_The exercise_:
Reproduce all of the records below word for word, omitting the pictures.

(Collected data)
--- START ---
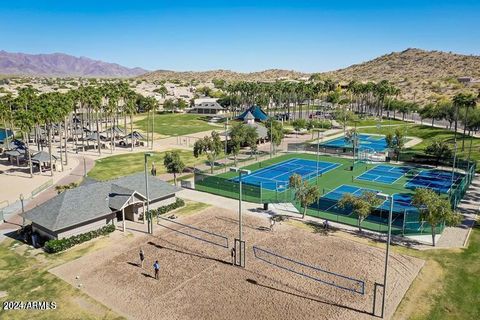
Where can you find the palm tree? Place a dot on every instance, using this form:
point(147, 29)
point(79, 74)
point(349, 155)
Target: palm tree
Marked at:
point(24, 120)
point(6, 114)
point(48, 104)
point(467, 101)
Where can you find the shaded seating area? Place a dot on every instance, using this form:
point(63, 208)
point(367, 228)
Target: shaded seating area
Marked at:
point(134, 137)
point(42, 159)
point(255, 111)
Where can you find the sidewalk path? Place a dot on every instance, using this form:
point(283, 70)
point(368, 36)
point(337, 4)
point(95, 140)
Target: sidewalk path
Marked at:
point(14, 221)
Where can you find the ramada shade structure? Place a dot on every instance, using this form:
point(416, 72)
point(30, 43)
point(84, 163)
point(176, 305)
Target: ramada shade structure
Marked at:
point(135, 134)
point(256, 111)
point(43, 157)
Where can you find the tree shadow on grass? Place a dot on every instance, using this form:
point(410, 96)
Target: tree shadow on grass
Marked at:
point(133, 264)
point(252, 281)
point(146, 275)
point(188, 253)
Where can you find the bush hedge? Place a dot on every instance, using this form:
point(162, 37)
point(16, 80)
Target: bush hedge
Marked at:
point(162, 210)
point(53, 246)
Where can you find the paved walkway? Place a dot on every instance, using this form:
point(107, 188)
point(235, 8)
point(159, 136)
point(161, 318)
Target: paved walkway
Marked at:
point(76, 175)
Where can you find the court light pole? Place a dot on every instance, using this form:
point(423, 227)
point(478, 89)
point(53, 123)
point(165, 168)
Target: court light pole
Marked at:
point(318, 150)
point(389, 236)
point(23, 210)
point(226, 141)
point(240, 216)
point(150, 218)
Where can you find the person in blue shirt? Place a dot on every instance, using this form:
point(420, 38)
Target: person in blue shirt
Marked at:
point(156, 268)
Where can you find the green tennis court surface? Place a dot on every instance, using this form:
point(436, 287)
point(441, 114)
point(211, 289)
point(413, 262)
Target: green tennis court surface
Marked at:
point(400, 181)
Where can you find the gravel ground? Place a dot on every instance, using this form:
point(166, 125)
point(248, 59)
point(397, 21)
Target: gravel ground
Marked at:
point(197, 280)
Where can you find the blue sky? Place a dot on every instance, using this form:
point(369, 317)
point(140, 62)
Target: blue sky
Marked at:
point(238, 35)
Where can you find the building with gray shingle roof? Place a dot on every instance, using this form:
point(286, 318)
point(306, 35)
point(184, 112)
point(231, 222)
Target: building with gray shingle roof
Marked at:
point(95, 204)
point(208, 107)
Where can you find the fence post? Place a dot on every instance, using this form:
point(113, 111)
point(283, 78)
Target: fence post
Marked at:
point(261, 192)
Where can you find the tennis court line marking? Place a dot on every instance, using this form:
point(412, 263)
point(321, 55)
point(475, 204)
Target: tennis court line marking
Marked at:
point(379, 176)
point(321, 170)
point(428, 186)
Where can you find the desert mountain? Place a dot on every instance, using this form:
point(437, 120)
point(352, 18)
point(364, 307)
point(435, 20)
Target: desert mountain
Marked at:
point(421, 75)
point(227, 75)
point(61, 65)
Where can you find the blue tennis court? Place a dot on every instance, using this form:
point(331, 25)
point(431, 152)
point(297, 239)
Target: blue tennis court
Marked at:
point(329, 201)
point(384, 174)
point(366, 141)
point(401, 202)
point(438, 180)
point(276, 176)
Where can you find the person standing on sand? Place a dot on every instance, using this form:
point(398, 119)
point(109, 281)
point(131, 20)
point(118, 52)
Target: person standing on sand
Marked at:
point(142, 257)
point(156, 268)
point(272, 223)
point(232, 253)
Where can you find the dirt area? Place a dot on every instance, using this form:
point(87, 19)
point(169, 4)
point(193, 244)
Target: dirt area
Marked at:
point(197, 280)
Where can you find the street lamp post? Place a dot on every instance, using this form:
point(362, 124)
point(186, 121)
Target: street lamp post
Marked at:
point(150, 218)
point(318, 150)
point(389, 236)
point(23, 209)
point(226, 140)
point(240, 216)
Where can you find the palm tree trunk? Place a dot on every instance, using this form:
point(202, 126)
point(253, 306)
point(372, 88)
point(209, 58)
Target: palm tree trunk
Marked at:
point(49, 134)
point(131, 131)
point(60, 144)
point(464, 128)
point(98, 135)
point(148, 126)
point(29, 156)
point(433, 235)
point(153, 127)
point(66, 139)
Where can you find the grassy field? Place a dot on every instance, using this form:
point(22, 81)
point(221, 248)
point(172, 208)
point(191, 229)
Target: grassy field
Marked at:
point(326, 183)
point(446, 288)
point(176, 124)
point(428, 133)
point(125, 164)
point(374, 122)
point(24, 276)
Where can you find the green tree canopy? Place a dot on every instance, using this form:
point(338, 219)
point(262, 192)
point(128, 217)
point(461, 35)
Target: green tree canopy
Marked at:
point(209, 145)
point(440, 149)
point(361, 206)
point(274, 132)
point(304, 193)
point(434, 209)
point(174, 164)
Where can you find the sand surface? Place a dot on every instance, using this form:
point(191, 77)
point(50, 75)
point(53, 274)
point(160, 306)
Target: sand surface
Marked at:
point(197, 280)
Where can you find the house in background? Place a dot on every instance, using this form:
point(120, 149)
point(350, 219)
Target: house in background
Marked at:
--- END ---
_Written response_:
Where can you find the palm tree? Place a dot on every instance, using this form:
point(147, 29)
point(79, 74)
point(349, 155)
Target: palm tree
Marked at:
point(24, 120)
point(6, 114)
point(48, 104)
point(467, 101)
Where can you find the shaded seating area? Place a dot on every instance, using this form:
point(63, 208)
point(367, 228)
Target: shaded seating area
Marked at:
point(134, 137)
point(42, 159)
point(255, 111)
Where can you find the sidewalk path? Place a dot on every instance, using this form:
point(283, 70)
point(368, 36)
point(337, 4)
point(95, 140)
Target: sidewalk path
Marked at:
point(14, 221)
Where can you find the ramada shade structure? Place a dot on every instance, using this form:
point(416, 72)
point(30, 43)
point(84, 163)
point(176, 305)
Target: ramada shade structure
Marked at:
point(135, 134)
point(256, 111)
point(43, 157)
Where can you find the tree shadow on grass? Place a dot on every instance, using this form:
point(410, 96)
Target: tree shadow on grass
Marked at:
point(133, 264)
point(252, 281)
point(146, 275)
point(188, 253)
Where can you find the bush hedge? Place a dot on every instance, using this form:
point(162, 37)
point(16, 80)
Target: bush hedge
Marked at:
point(162, 210)
point(53, 246)
Where can you find the paved walkway? Place a dot on every instance, using this form:
point(107, 188)
point(235, 8)
point(159, 136)
point(161, 318)
Target: paved walkway
Marked at:
point(76, 175)
Where can you find the court light pole? Place a dot on every instance, using this form:
point(423, 227)
point(478, 89)
point(53, 123)
point(165, 168)
Target: court light pole
Marked at:
point(318, 150)
point(389, 236)
point(23, 210)
point(226, 141)
point(240, 216)
point(150, 218)
Where can you find the person in blue shirt? Place a dot on every instance, using this form:
point(420, 38)
Target: person in blue shirt
Marked at:
point(156, 268)
Where can you find the green tennis court surface? Place a dot on every instance, using this form:
point(436, 287)
point(441, 114)
point(211, 289)
point(413, 262)
Target: green tennis court surface
Marked at:
point(400, 181)
Where can you find the gravel ground? Place a dot on every instance, using this form:
point(166, 125)
point(248, 59)
point(397, 21)
Target: gravel ground
Marked at:
point(197, 280)
Where can you find the blue sky? Place a dot on every instance, using this form:
point(369, 317)
point(140, 62)
Target: blue sky
Marked at:
point(238, 35)
Where can you find the building with gray shingle roof? Place a dot on every instance, using this form:
point(286, 318)
point(306, 35)
point(184, 112)
point(231, 222)
Target: building with gray shingle roof
Marked at:
point(95, 204)
point(208, 107)
Where can you find the fence post? Place a dot on every instance, using this form:
point(113, 111)
point(283, 78)
Target: fence post
Marked at:
point(261, 192)
Where can you find the tennis court line marking? Place a dot on every instance, using this form:
point(412, 263)
point(321, 55)
point(475, 204)
Target: tennis court line marking
Marked at:
point(379, 176)
point(321, 170)
point(428, 186)
Where can you find the desert mountain? Place a dot on every instance, using this form:
point(437, 120)
point(352, 18)
point(364, 307)
point(435, 20)
Target: desert mountain
Marked at:
point(421, 75)
point(227, 75)
point(61, 65)
Where can you find the blue tennis court? Place a dot on every instance, using this form:
point(331, 25)
point(431, 152)
point(297, 239)
Target: blue tennis court
Marked at:
point(329, 201)
point(384, 174)
point(366, 141)
point(401, 202)
point(438, 180)
point(276, 176)
Where can you find the person standing on sand? Place a dot on every instance, using this form:
point(398, 119)
point(109, 281)
point(131, 20)
point(118, 52)
Target: person standing on sand
Marked at:
point(142, 257)
point(156, 268)
point(272, 223)
point(232, 253)
Where can you find the dirt area? Place a dot on every instance, using this form:
point(87, 19)
point(169, 4)
point(193, 244)
Target: dirt area
Marked at:
point(197, 280)
Where can you find the street lamp post? Place a dot on every instance, using this form:
point(362, 124)
point(186, 121)
Target: street lamp post
Marked at:
point(150, 218)
point(318, 150)
point(389, 236)
point(23, 209)
point(226, 140)
point(240, 216)
Where can you find the palm tree trunk? Place a dot on every instance, using this form:
point(202, 126)
point(253, 306)
point(372, 88)
point(209, 58)
Target: palm tree trunk
Marked at:
point(49, 134)
point(131, 131)
point(60, 144)
point(464, 128)
point(98, 135)
point(148, 126)
point(29, 156)
point(433, 235)
point(153, 127)
point(66, 139)
Where can you find the grassy field? Place a dot on every instance, using this form:
point(22, 81)
point(221, 248)
point(172, 208)
point(191, 229)
Target: grassy field
Marked at:
point(326, 183)
point(446, 288)
point(176, 124)
point(428, 133)
point(125, 164)
point(374, 122)
point(24, 276)
Where can you find the green tree canopy? Place a dot on every instance, using this form:
point(338, 219)
point(262, 192)
point(128, 217)
point(461, 35)
Target: green tree canopy
Marked at:
point(209, 145)
point(440, 149)
point(361, 206)
point(274, 132)
point(304, 193)
point(434, 209)
point(174, 164)
Where can you find the sand surface? Place a dot on every instance, using this form:
point(191, 77)
point(50, 75)
point(53, 274)
point(160, 306)
Target: sand surface
Marked at:
point(197, 280)
Where can you find the house in background? Place a dot on every instance, using this form:
point(120, 149)
point(350, 219)
Target: house in background
Marked at:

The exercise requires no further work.